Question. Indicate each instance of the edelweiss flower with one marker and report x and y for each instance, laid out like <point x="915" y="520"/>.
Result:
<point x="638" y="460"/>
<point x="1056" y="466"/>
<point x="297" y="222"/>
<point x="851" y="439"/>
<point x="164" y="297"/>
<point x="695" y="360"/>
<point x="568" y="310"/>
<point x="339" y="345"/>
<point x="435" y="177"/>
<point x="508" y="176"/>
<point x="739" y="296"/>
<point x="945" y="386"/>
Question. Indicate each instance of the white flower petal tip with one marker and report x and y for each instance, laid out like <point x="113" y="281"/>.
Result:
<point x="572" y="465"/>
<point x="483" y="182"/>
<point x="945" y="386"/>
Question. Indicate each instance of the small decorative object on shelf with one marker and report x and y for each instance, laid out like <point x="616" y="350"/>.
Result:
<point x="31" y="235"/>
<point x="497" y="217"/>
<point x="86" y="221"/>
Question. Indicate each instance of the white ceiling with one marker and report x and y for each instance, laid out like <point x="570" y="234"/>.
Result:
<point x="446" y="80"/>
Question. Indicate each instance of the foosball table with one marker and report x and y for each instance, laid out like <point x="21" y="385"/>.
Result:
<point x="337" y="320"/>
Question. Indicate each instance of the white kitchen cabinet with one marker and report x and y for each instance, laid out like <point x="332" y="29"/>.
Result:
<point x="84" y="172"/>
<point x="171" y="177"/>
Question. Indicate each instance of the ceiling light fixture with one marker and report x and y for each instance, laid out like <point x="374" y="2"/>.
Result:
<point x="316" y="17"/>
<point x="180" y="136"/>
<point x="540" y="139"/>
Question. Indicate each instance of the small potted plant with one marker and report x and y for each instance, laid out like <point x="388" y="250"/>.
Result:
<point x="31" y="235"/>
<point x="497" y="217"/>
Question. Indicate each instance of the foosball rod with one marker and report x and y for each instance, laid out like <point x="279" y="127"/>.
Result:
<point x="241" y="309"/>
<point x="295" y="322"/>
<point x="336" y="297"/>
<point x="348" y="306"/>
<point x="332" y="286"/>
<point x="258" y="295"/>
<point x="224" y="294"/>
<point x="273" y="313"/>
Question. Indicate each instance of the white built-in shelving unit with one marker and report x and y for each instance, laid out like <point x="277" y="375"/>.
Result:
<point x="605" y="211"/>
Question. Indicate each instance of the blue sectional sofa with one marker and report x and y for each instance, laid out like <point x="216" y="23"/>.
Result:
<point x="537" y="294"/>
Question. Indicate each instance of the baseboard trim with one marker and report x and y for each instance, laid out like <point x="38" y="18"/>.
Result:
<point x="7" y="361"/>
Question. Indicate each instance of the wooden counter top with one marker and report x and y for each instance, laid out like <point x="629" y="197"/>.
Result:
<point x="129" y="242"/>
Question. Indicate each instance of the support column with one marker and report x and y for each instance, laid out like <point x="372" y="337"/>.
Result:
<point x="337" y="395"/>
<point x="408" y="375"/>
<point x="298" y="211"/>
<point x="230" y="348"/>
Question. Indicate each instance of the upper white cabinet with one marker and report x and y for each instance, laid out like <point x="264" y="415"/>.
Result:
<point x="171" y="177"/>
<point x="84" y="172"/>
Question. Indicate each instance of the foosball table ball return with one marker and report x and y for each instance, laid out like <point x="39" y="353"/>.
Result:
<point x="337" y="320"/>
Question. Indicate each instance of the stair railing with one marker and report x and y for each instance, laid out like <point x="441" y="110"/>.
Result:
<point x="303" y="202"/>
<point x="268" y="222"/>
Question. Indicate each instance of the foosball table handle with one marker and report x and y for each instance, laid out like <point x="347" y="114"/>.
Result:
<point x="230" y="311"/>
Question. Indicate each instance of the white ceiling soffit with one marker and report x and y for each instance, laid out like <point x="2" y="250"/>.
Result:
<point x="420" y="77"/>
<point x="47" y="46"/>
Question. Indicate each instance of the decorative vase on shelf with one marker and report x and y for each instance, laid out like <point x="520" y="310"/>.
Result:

====================

(WHAT YOU HAVE TO DO):
Copy the records above again without changes, from the line with "Question. Indicate each instance of the decorative" through the last line of the records.

(OUTPUT OF THE TASK):
Question. Indicate each instance of the decorative vase on shelf with one marker and report x and y for each instance, laid out like <point x="520" y="310"/>.
Result:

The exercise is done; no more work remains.